Rewrite the material with "man's face" changed to "woman's face" wherever it occurs, keeping everything else as it is and leaving out the pictures.

****************

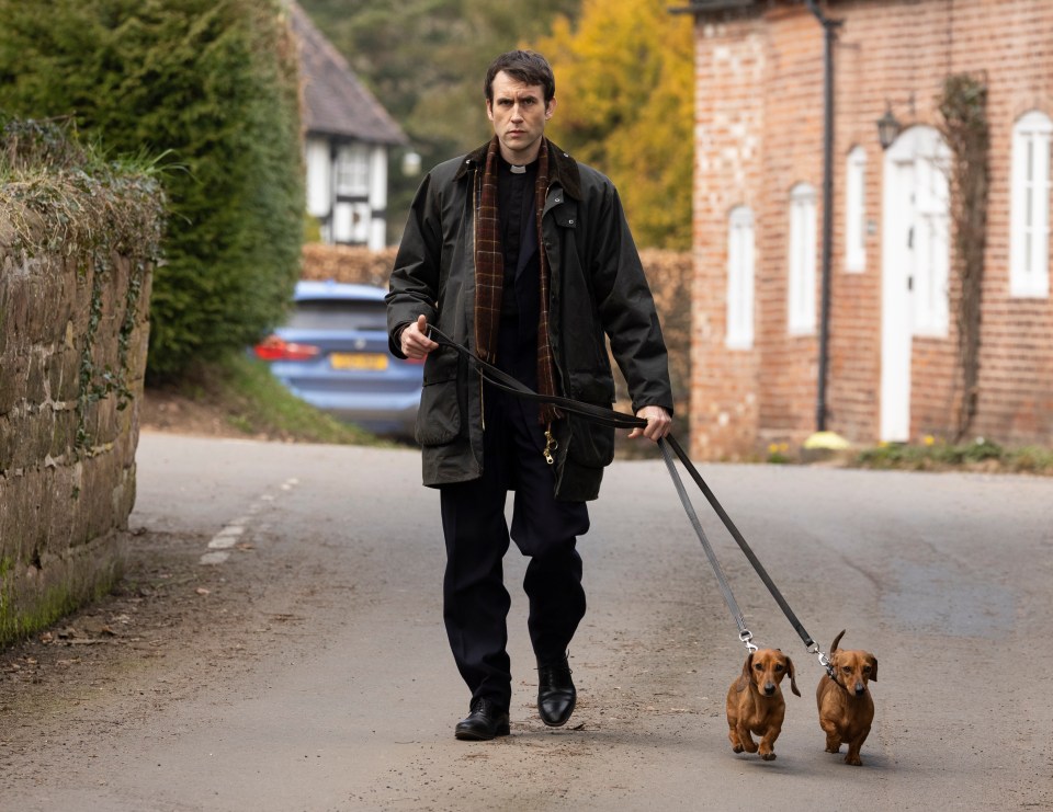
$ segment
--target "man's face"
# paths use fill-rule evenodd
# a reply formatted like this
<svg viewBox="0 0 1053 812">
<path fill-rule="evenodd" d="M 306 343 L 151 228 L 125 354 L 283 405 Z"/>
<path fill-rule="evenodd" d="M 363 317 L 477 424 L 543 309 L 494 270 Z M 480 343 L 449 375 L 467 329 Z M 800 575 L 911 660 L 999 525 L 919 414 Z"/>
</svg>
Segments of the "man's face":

****************

◆ Exercise answer
$ segment
--target "woman's face"
# paths use fill-rule evenodd
# a reply formatted like this
<svg viewBox="0 0 1053 812">
<path fill-rule="evenodd" d="M 306 343 L 151 228 L 125 354 L 283 405 Z"/>
<path fill-rule="evenodd" d="M 363 317 L 477 424 L 543 309 L 494 270 Z M 480 343 L 449 375 L 467 329 Z M 800 575 L 911 660 L 999 525 L 919 414 Z"/>
</svg>
Segments of the "woman's face":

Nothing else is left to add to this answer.